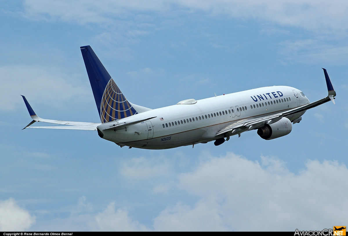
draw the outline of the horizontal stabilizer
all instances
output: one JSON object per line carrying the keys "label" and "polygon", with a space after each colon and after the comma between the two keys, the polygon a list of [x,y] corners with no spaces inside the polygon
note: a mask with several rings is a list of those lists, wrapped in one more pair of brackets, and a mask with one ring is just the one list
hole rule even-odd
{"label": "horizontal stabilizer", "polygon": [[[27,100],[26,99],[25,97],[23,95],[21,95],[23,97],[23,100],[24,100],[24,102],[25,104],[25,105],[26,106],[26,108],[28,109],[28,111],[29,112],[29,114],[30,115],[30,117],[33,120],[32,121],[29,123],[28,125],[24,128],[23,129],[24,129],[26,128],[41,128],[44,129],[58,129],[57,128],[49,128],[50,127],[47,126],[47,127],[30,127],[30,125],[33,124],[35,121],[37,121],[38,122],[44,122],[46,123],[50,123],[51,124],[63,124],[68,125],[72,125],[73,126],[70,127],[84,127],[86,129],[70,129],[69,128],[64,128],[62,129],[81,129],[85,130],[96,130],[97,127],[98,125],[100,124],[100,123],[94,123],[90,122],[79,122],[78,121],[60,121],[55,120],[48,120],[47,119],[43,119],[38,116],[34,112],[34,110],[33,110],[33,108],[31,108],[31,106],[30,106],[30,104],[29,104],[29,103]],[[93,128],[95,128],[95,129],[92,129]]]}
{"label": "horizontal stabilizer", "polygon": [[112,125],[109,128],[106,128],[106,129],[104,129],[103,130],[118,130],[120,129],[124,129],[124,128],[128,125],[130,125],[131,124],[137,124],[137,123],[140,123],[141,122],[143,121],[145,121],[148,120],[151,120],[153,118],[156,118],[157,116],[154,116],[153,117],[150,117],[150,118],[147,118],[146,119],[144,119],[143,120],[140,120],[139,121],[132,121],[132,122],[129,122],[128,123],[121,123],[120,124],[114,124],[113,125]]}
:::::
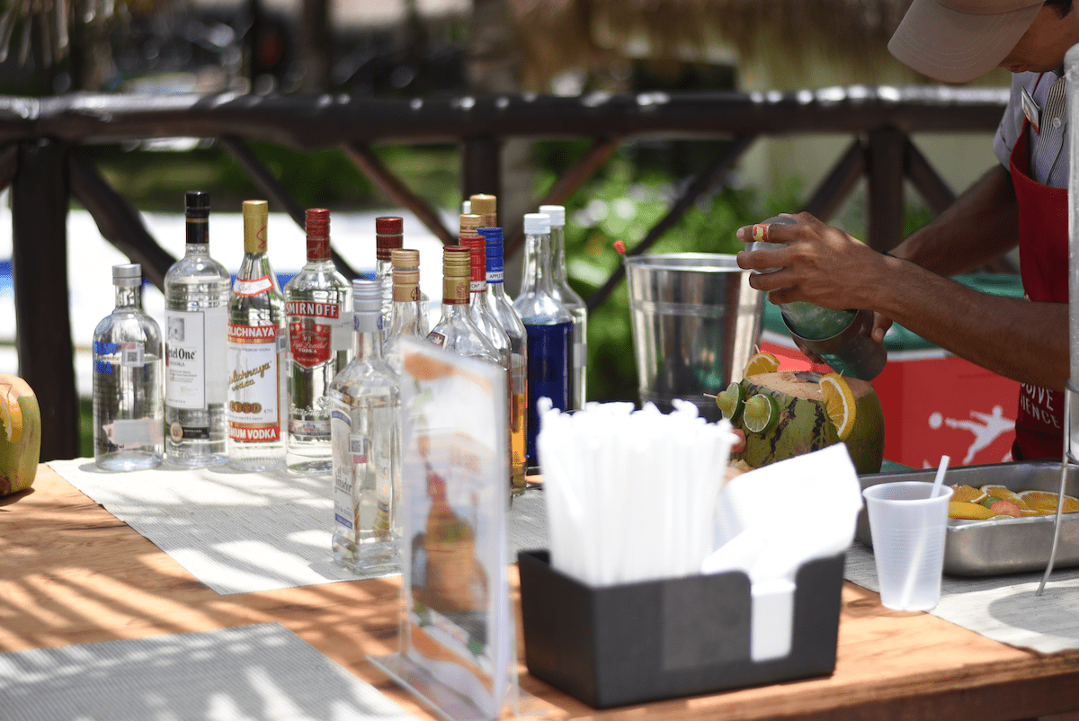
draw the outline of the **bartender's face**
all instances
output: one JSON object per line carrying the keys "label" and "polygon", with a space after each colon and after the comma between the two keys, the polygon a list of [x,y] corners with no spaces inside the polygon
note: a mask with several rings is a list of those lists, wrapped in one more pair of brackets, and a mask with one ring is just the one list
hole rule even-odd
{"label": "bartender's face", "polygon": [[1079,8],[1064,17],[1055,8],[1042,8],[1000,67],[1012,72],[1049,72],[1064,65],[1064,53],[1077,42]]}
:::::
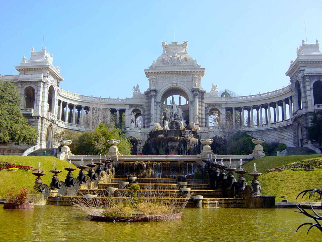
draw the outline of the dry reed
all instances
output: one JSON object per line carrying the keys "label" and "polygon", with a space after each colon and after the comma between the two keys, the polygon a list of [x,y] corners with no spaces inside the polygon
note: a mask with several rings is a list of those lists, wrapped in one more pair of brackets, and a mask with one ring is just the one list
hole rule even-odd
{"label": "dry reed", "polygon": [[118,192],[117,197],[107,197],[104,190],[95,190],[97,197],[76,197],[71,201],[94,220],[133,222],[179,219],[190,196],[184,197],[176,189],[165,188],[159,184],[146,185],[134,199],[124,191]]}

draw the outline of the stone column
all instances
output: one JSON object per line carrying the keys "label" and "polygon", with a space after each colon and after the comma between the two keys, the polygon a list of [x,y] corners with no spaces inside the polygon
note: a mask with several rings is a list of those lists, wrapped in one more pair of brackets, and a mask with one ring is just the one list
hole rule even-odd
:::::
Show each line of the records that contains the word "face", copied in full.

draw the outline of the **bartender's face**
{"label": "bartender's face", "polygon": [[1079,8],[1064,17],[1055,8],[1042,8],[1000,67],[1012,72],[1049,72],[1064,65],[1064,53],[1077,42]]}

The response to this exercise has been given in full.